[Your tasks]
(A) In the article about Stephen Miller's White House briefing, why did Miller, rather than press secretary Sarah Huckabee Sanders, open Wednesday's briefing? Answer in one to three sentences.
(B) According to the article about Stephen Miller's White House briefing, what would the Raise Act do to legal immigration if it became law?
(C) Continue the article about Stephen Miller's White House briefing, picking up after its final sentence.
[BEGIN Document passage]
A reporter pressed the White House for data. That’s when things got tense.
Wednesday’s White House news briefing began not with press secretary Sarah Huckabee Sanders but with senior adviser Stephen Miller, whose nationalist immigration positions have been highly influential in the administration. Miller was at the lectern to discuss the Raise Act, legislation crafted by Sens. Tom Cotton (R-Ark.) and David Perdue (R-Ga.) and introduced by President Trump earlier in the day.
During his brief stint addressing the White House press corps, Miller got into two serious arguments with reporters, an impressive if not surprising accomplishment. One, with CNN’s Jim Acosta, included accusations of Acosta having a “cosmopolitan bias” in his thinking about immigration. (Worth noting: Acosta is the son of immigrants.) But the other, a dust-up with the New York Times’ Glenn Thrush, was more significant.
Before getting into that, though, it’s worth isolating part of Miller’s introduction to the topic, the sentence that formed the crux of his rhetoric in defense of a bill that will slice legal immigration in half if it is enacted into law.
[END Document passage]
[BEGIN Data lines]
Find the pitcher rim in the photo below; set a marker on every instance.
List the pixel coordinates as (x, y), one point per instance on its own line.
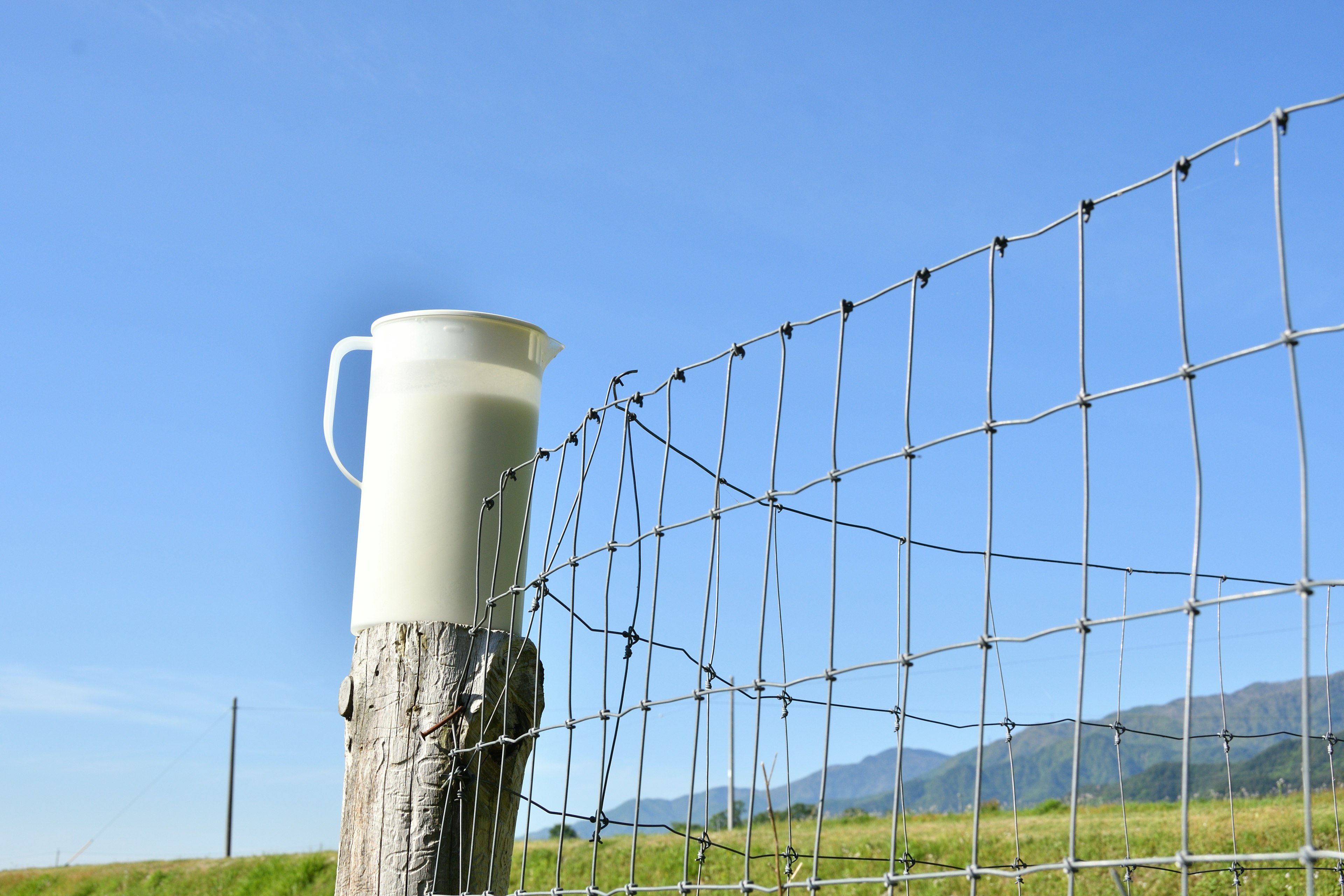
[END Data lines]
[Outputs by task]
(A) Miller was at the lectern to discuss the Raise Act. That bill was crafted by Sens. Tom Cotton and David Perdue and introduced by President Trump earlier that day.

(B) It would slice legal immigration in half.

(C)
“You’ve seen over time as a result of this historic flow of unskilled immigration,” Miller said, “a shift in wealth from the working class to wealthier corporations and businesses, and it’s been very unfair for American workers, but especially for immigrant workers, African American workers and Hispanic workers, and blue-collar workers in general across the country.”
That line does two things that are essential to Miller’s sales pitch. First, it blames income inequality — assuming that money headed to “wealthier corporations” means to those corporations’ owners — on increased immigration. Second, it highlights the effects on black, Hispanic and immigrant workers in particular.
There has been research that links increased income inequality to immigration. A 2015 paper by a trio of researchers found just such a link. But assuming that link, it’s clearly not the only — or even the primary — driver of income inequality. A graph created by those researchers makes clear that the inequality (as measured with the Gini coefficient) would be nearly as high without the effects of immigration.
The effect of immigrants, the researchers say, is “modest.” But Miller presents the “shift in wealth” as being a “result” of the flow of unskilled immigrants. In other analyses of that increased gap, immigration isn’t mentioned.
Miller’s suggestion that those most affected by this shift are other communities of color, meanwhile, is a classic tactic aimed at appealing to working-class Americans and nonwhite voters by blaming immigrants for their problems. (Hillary Clinton did something similarduring a debate in the 2008 primaries.)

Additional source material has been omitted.